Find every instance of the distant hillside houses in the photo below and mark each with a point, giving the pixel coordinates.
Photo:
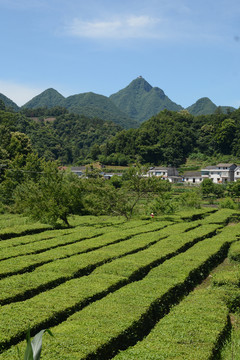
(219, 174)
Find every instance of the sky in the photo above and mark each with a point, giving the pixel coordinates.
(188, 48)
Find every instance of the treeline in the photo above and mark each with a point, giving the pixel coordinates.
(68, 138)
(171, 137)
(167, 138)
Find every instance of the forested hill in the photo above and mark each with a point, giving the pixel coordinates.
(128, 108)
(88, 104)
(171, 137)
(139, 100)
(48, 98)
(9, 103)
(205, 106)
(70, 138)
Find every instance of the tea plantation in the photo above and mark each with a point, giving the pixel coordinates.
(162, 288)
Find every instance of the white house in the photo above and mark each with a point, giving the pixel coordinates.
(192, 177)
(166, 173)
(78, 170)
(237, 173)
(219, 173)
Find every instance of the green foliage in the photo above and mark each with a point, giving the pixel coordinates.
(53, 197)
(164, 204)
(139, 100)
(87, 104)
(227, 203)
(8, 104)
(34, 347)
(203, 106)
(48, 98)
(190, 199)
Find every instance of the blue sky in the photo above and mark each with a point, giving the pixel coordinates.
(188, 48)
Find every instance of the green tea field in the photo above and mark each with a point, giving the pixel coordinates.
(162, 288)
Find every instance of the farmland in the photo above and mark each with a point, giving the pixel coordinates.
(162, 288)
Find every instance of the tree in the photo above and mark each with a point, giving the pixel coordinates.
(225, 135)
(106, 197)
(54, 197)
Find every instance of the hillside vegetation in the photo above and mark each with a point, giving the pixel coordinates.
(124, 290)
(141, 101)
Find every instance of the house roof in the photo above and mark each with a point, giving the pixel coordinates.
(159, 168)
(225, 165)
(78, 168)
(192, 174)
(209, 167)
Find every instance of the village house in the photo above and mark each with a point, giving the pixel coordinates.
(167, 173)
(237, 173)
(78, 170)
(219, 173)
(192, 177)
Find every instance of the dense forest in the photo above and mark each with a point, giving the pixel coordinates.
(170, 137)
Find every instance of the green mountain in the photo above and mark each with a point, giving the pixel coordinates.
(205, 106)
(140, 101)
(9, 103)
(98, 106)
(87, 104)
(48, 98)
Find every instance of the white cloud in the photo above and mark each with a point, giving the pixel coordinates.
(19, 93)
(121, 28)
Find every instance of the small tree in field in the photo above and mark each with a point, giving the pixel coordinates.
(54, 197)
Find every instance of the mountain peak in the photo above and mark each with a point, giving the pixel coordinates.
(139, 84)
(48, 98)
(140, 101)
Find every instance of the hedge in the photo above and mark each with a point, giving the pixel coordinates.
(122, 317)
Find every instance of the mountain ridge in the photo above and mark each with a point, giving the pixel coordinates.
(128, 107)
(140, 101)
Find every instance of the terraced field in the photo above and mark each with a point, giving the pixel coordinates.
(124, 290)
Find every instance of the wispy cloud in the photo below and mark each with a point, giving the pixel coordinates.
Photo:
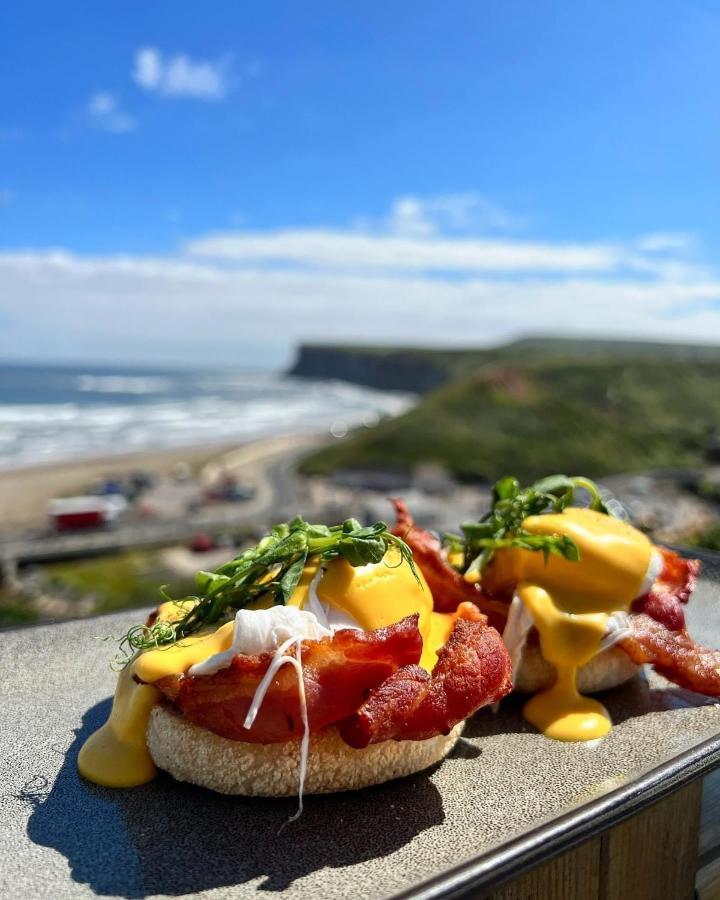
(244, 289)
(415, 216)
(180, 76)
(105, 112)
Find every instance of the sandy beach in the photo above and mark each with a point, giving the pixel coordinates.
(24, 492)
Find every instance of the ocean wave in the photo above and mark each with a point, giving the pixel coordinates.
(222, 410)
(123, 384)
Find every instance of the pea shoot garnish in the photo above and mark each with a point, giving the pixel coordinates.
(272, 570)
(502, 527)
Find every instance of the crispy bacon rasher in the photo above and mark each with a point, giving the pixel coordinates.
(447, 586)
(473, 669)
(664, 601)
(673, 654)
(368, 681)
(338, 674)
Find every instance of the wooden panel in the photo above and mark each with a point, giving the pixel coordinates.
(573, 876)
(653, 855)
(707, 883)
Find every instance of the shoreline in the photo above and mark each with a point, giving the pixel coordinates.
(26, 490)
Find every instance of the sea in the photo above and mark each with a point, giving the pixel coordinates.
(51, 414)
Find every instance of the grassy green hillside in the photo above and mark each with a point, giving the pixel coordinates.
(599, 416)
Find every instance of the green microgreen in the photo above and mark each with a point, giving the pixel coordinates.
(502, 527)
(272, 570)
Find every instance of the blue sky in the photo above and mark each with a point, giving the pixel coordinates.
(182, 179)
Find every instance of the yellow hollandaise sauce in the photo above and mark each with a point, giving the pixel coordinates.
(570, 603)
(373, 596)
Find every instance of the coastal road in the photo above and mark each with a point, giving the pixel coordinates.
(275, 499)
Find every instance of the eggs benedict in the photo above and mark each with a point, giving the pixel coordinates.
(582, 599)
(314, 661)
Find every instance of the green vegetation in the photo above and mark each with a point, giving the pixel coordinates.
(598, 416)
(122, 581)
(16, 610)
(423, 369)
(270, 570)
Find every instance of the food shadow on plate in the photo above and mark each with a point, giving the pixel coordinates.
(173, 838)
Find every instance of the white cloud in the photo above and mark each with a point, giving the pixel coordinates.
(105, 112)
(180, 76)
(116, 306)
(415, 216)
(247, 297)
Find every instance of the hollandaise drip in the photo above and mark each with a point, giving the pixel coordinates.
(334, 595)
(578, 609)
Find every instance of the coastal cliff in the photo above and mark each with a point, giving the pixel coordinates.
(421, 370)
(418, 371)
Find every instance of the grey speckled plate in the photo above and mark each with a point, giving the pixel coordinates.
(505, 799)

# [YOUR OBJECTIVE]
Update the records from the line with "Find every instance of the hollandaise" through the end, replacing "coastal cliff" with "rocky cliff" and leaving everything else unchanged. Return only those lines.

# [EXERCISE ANSWER]
Find every instance of the hollandaise drip in the photo above and mark each with a point, giving the pixel coordinates.
(334, 595)
(578, 609)
Find every instance of the rocky cliff in the photo above and mark each with a point, giving the pixel coordinates.
(421, 370)
(418, 371)
Find every instance of the grey speckled plate in the photo above and mark each with a point, giving the pixel coordinates.
(505, 799)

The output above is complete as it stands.